• Texte:
┄┄┄┄┄┄┄┄┄┄

Entretiens Entretien

Amitav Ghosh : « Mes livres sont des livres bengalis écrits en anglais. »

Amitav Ghosh : « Mes livres sont des livres bengalis écrits en anglais. »

D.R.

Bengali né à Calcutta en 1956, ancien professeur en Inde et aux États-Unis, Amitav Ghosh est l’un des plus grands écrivains indiens contemporains. Son œuvre est largement traduite en français, notamment Les Feux du Bengale (Seuil, 1990, prix Médicis étranger), ou Le Pays des marées (Robert Laffont, 2006), qui se situe dans les Sundarbans, le delta du Gange. Là même où commence La Déesse et le marchand, un grand roman voyageur, picaresque, foisonnant, farfelu, où il est aussi question des graves problèmes qui se posent à l’humanité : le réchauffement climatique, la montée des eaux et la destruction des écosystèmes fragiles, de la faune et de la flore, les migrations, les frontières, et l’immigration qui touche massivement l’Europe via ses portes du Sud : l’Italie, en particulier. Ghosh est également essayiste. De passage en France, l’écrivain, qui comprend parfaitement le français et le parle un peu (mais moins bien que l’italien), s’est prêté avec plaisir à nos questions.

Votre héros, Dinanath, passe son temps à bouger entre différents pays et continents. Comme vous ?

Un peu, et c’est notre seule ressemblance ! En fait, je suis installé à New York, dans le quartier de Brooklyn, où vit d’ailleurs une large communauté de Libanais ! Et, avant la pandémie, je passais pas mal de temps à Goa, dans un village, Aldona, au milieu des rizières, où j’ai acheté une maison il y a quinze ans. C’est très beau, très apaisant. J’espère pouvoir y retourner en novembre.

Vous êtes hindou, mais votre famille vient d’un pays musulman ?

Chez nous, au Bengale, la partition en 1947 après l’indépendance de l’Inde n’a pas été aussi tranchée que dans le Nord, au Penjab par exemple. Aujourd’hui, dans le Bengale indien, il y a environ 40% de musulmans, et au Bangladesh, environ 15% d’hindous. Le pays a été divisé, pas le peuple. Nous sommes un même peuple et parlons la même langue, le bangla. Il y a toujours eu une rivalité culturelle entre Dacca et Calcutta. Aujourd’hui, c’est à Dacca, où il y a une prestigieuse université, que s’effectuent les meilleures recherches en bangla médiéval. Le Bangladesh, qui était ces dernières décades l’un des pays les plus pauvres du monde, a maintenant un revenu par habitant et une espérance de vie supérieurs à l’Inde. Ça, les autorités indiennes ne le disent pas !

Parlez-nous un peu de vos chers Sundarbans.

┄┄┄┄┄┄┄┄┄┄

• Extraits du matériel:

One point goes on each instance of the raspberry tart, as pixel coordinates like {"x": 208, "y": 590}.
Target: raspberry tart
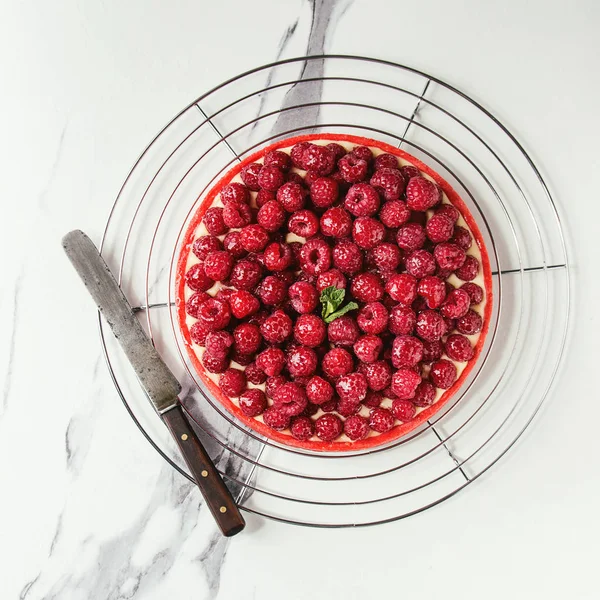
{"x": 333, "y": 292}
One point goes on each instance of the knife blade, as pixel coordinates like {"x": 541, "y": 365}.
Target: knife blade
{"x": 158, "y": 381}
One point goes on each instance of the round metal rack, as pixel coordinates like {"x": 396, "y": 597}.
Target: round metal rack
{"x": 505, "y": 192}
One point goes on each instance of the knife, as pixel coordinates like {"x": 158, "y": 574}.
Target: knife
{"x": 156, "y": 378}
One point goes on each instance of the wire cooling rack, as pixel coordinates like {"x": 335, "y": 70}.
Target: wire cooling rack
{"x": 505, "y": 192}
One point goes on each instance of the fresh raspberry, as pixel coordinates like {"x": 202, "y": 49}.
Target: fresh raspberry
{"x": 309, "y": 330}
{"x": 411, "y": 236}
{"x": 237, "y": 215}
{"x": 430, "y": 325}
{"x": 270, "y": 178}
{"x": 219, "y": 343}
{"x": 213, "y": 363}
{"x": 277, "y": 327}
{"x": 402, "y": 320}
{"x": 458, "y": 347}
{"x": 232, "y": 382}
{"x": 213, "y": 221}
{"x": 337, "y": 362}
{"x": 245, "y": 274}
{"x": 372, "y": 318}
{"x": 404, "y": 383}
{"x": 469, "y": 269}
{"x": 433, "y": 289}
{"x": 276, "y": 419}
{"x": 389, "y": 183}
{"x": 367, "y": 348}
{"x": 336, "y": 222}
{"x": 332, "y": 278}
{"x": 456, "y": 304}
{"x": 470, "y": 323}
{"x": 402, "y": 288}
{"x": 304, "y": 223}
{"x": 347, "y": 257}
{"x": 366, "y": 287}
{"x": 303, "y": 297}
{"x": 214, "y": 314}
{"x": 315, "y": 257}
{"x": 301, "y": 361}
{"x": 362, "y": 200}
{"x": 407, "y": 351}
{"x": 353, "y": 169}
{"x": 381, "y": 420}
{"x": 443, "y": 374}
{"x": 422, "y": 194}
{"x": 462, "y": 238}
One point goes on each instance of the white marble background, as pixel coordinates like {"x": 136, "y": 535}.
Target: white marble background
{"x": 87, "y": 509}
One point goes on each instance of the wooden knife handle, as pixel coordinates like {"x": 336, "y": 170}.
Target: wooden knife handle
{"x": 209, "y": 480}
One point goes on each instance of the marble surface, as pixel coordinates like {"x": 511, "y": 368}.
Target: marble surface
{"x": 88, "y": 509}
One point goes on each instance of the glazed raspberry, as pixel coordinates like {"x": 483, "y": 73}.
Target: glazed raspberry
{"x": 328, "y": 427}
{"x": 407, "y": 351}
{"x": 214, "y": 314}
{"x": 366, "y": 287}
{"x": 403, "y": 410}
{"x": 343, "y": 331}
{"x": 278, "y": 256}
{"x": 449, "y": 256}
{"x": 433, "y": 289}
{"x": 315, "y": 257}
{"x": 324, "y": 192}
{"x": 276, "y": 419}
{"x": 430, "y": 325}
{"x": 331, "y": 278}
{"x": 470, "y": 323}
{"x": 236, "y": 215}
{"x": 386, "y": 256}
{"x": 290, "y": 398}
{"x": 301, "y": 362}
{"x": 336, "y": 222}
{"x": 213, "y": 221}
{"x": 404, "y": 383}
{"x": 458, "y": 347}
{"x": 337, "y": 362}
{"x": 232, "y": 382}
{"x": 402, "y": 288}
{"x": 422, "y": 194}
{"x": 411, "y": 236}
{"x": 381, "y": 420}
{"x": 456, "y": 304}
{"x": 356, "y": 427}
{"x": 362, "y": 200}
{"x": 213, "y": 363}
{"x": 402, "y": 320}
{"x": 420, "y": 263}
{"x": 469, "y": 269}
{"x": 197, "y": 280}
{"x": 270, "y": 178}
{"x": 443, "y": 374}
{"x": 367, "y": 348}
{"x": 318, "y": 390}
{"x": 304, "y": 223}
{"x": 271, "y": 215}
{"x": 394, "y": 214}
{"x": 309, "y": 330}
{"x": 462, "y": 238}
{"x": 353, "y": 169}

┄┄┄┄┄┄┄┄┄┄

• Consigne de travail A:
Dans l'entretien avec Amitav Ghosh, dans quel quartier de New York l'écrivain dit-il être installé ?
• Consigne de travail B:
Écrivez la suite de l'entretien avec Amitav Ghosh en partant de la dernière phrase donnée.
Le matériel ci-dessus n'a aucun lien avec l'entretien avec Amitav Ghosh.

• Réponse rédigée A:
Il est installé dans le quartier de Brooklyn.

• Réponse rédigée B:
C’est vrai qu’à part moi, on n’en parle pas beaucoup dans la littérature. On appelle ainsi le delta du Gange, quand il effectue sa jonction avec le Brahmapoutre et va se jeter dans le golfe du Bengale. C’est un vaste paysage de mangrove et de boue de 140 000 hectares, classé par l’Unesco au patrimoine en tant que « site naturel remarquable ». Les Sundarbans sont à cheval entre l’Inde et le Bangladesh. La frontière passe au milieu du fleuve. Côté indien, on a construit une clôture avec des barbelés, comme dans un camp de concentration, pour empêcher les gens de passer, notamment les malheureux réfugiés rohingyas, chassés du Myanmar (ex-Birmanie). Mais les gens circulent quand même, dans les deux sens. Les policiers, soldats et douaniers qui surveillent, tous mal payés, sont corrompus.

Quel est l’état écologique des Sundarbans ?

C’est un écosystème unique et théoriquement très protégé. Sauf que, côté Bangladesh, le gouvernement a construit une centrale électrique qui marche au charbon. Un vrai désastre écologique : les barges transportant le combustible sombrent dans la boue et polluent la mangrove.

Et les fameux dauphins roses de l’Irrawaddy qui étaient les vrais héros du Pays des marées ?

Il y en a deux espèces, comme vous savez. Les dauphins d’eau douce, et ceux d’eau salée. Or, comme l’eau salée remonte dans l’estuaire, les dauphins de mer suivent et l’habitat des dauphins d’eau douce se rétrécit.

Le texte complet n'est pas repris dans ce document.